The conductive material may be used in an amount ranging from about 0.5 to 50 parts by weight, or from about 1 to 30 parts by weight, based on 100 parts by weight of the total weight of the anode. As a result, the electrochemical properties, such as conductivity and capacity, of the anode and lithium secondary battery may be maintained.
According to another embodiment of the present disclosure, an anode for a lithium secondary battery, which includes: an anode current collector; and an anode active material layer formed on the anode current collector. The anode active material layer is formed from the above-mentioned anode slurry composition, and the cellulose nanofibrils (CNF) suppress the occurrence of a thermal wrinkling phenomenon in the anode current collector.
In an exemplary embodiment, the anode may be manufactured according to a conventional method known in the art. For example, an anode active material, a conductive material, a binder, and, if necessary, a filler, may be dispersed and mixed in a dispersion medium (solvent) to make a slurry, which may be applied onto an anode current collector, followed by drying and rolling, to manufacture the anode. The slurry may be applied onto the anode current collector using, for example, a single-layer die coating (SLD) method.
In an exemplary embodiment, the anode active material layer has a multilayer structure including an upper active material layer and a lower active material layer, and the upper active material layer and the lower active material layer may be formed from anode slurry compositions having different compositions. For example, at least one of the upper and lower active material layers may be formed using the anode slurry composition, such as that detailed above. Such a multilayer structure may be manufactured through coating and drying using a double-layer die coating (DLD) method in a wet-on-wet manner. On the other hand, the anode active material layer having a single-layer structure may be manufactured through coating and drying in a single-layer die coating (SLD) method.
In an exemplary embodiment, the weight ratio of cellulose nanofibrils (CNF) to the carboxymethyl cellulose (CMC) (CNF/CMC) may range from about 0.05 to 3.0. For example, the weight ratio of cellulose nanofibrils (CNF) to the carboxymethyl cellulose (CMC) (CNF/CMC) may range from about 0.25 to 0.75. When the above-mentioned weight ratio ranges are satisfied, the thermal wrinkle occurrence level may be suppressed, thereby providing an advantage in electrode production yield.
In an exemplary embodiment, the above-mentioned anode current collector may be made of, but is not necessarily limited to, platinum (Pt), gold (Au), palladium (Pd), iridium (Ir), silver (Ag), ruthenium (Ru), nickel (Ni), stainless steel (STS), copper (Cu), molybdenum (Mo), chromium (Cr), carbon (C), titanium (Ti), tungsten (W), ITO (In doped SnO2), F doped SnO2 (FTO), and alloys thereof, as well as copper (Cu) or stainless steel surface-treated with carbon (C), nickel (Ni), titanium (Ti), or silver (Ag). The anode current collector may be in the form of, for example, a foil, a film, a sheet, a perforated form, a porous body, or a foam.

Tasks and exercises:
(1) Extract each line of the listing that contains the string "spice".
(2) Carry on the passage on lithium battery anodes, starting after its final sentence.
The passage on lithium battery anodes has no connection to the listing.

Source records
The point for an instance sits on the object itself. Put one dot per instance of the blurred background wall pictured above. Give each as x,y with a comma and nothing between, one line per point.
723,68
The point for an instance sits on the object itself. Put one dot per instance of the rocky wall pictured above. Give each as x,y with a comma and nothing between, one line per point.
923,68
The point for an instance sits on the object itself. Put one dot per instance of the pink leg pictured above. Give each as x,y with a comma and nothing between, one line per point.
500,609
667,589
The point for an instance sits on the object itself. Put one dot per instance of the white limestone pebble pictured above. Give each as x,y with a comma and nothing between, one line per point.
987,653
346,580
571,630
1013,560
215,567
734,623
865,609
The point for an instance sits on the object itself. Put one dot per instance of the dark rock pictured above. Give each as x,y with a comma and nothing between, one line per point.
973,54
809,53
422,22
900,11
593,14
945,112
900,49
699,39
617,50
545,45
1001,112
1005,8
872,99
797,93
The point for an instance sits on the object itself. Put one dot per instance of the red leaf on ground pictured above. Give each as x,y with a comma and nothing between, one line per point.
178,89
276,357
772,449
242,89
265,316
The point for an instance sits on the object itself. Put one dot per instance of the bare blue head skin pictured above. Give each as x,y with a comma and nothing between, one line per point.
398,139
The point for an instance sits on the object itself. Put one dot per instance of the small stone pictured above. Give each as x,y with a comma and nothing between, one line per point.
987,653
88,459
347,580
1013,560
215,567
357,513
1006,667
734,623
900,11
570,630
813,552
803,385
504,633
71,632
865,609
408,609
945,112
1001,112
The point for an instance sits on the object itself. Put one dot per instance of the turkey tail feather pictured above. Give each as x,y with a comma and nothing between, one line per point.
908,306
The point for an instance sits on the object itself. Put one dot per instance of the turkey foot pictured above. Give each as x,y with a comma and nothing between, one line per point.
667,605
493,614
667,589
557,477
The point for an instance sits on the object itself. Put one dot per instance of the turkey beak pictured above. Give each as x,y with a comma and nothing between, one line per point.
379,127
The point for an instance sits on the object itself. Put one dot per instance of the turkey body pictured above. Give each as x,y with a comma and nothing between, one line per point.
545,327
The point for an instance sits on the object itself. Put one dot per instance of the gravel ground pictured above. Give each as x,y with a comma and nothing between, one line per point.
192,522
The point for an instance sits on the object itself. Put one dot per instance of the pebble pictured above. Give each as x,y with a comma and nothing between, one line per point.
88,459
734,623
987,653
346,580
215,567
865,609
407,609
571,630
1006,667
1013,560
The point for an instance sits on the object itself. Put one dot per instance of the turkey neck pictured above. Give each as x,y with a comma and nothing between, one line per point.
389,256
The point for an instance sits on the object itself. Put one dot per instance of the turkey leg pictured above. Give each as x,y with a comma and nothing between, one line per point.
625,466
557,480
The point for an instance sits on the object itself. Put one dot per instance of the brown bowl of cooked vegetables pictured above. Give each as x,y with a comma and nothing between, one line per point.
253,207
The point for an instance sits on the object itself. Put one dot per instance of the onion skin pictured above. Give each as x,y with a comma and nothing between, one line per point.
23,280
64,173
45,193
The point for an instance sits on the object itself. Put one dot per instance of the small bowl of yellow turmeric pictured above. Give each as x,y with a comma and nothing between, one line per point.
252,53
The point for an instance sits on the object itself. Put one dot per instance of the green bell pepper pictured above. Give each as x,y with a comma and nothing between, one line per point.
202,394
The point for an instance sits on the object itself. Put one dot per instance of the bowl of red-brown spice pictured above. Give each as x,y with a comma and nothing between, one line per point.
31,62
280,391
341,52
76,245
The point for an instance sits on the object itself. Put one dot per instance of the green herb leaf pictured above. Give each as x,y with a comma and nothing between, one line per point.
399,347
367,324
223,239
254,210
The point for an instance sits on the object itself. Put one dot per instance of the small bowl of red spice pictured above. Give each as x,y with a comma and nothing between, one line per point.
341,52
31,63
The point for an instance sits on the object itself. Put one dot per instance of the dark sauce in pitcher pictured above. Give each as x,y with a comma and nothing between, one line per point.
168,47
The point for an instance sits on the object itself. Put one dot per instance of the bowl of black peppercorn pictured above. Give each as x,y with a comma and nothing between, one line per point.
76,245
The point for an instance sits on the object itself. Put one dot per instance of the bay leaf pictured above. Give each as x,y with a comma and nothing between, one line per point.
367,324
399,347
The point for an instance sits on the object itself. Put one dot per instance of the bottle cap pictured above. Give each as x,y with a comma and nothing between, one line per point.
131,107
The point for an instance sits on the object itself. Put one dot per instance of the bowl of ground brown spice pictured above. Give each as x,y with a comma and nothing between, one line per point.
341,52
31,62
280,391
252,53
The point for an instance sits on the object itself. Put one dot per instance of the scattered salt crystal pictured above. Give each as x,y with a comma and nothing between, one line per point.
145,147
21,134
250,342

Final results:
(1)
The point for an instance sits on the object itself. Put one dot per instance of the bowl of red-brown spice pictured above. Give each as x,y with a comma and nothing between, one line per point.
The point for an instance sits on the object itself. Put one dot per instance of the small bowl of red spice pictured above. Give each as x,y with a comma and nothing between, one line per point.
The point for an instance sits on the object itself. Put one dot per instance of the bowl of ground brown spice pictured above. Give each as x,y with a comma and nothing between, one line per point.

(2)
In an exemplary embodiment, the anode current collector may have a thickness ranging from about 2 μm to 10 μm. For example, the anode current collector may have a thickness ranging from about 4 μm to 8 μm. While applying a thin current collector to increase the energy density of the battery, by introducing the anode slurry composition according to an embodiment of the present disclosure, the possibility of occurrence of thermal wrinkles in the manufacturing process may be significantly reduced.
According to another embodiment of the present disclosure, a lithium secondary battery is provided, which includes a cathode, an anode, and an electrolyte including a lithium salt and a non-aqueous organic solvent, and includes the anode for a secondary battery as the anode.
In an exemplary embodiment, the above-mentioned cathode may be manufactured by, for example, dispersing and mixing the cathode active material, a binder, and a conductive material in a dispersion medium (solvent) to make a slurry, applying the slurry on a cathode current collector, followed by drying and rolling. At this time, as the dispersion medium, N-methyl-2-pyrrolidone (NMP), dimethyl formamide (DMF), dimethyl sulfoxide (DMSO), ethanol, isopropanol, water, and mixtures thereof, may be used, but are not necessarily limited thereto.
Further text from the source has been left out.